Task brief = Copy the records below word for word, line by line, leaving out the pictures.

--- Material provided ---

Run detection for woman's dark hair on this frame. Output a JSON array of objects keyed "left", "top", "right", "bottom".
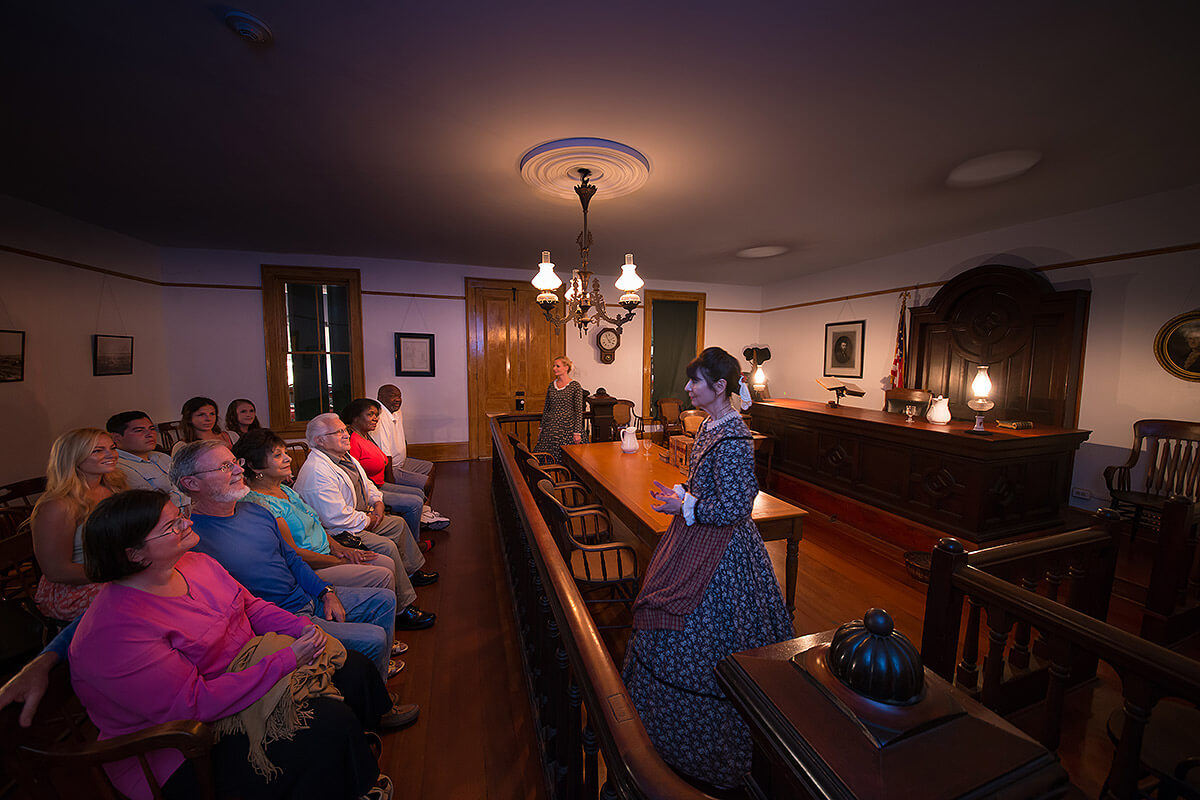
[
  {"left": 179, "top": 397, "right": 221, "bottom": 441},
  {"left": 338, "top": 397, "right": 383, "bottom": 428},
  {"left": 688, "top": 348, "right": 742, "bottom": 395},
  {"left": 226, "top": 397, "right": 263, "bottom": 433},
  {"left": 233, "top": 428, "right": 288, "bottom": 480},
  {"left": 83, "top": 489, "right": 170, "bottom": 583}
]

---

Solution to this task =
Run detection for woman's dark hair on this frame. Output a JSON array of objects keyed "left", "top", "right", "bottom".
[
  {"left": 179, "top": 397, "right": 221, "bottom": 441},
  {"left": 338, "top": 397, "right": 383, "bottom": 428},
  {"left": 688, "top": 348, "right": 742, "bottom": 395},
  {"left": 226, "top": 397, "right": 263, "bottom": 433},
  {"left": 233, "top": 428, "right": 288, "bottom": 480},
  {"left": 83, "top": 489, "right": 170, "bottom": 583}
]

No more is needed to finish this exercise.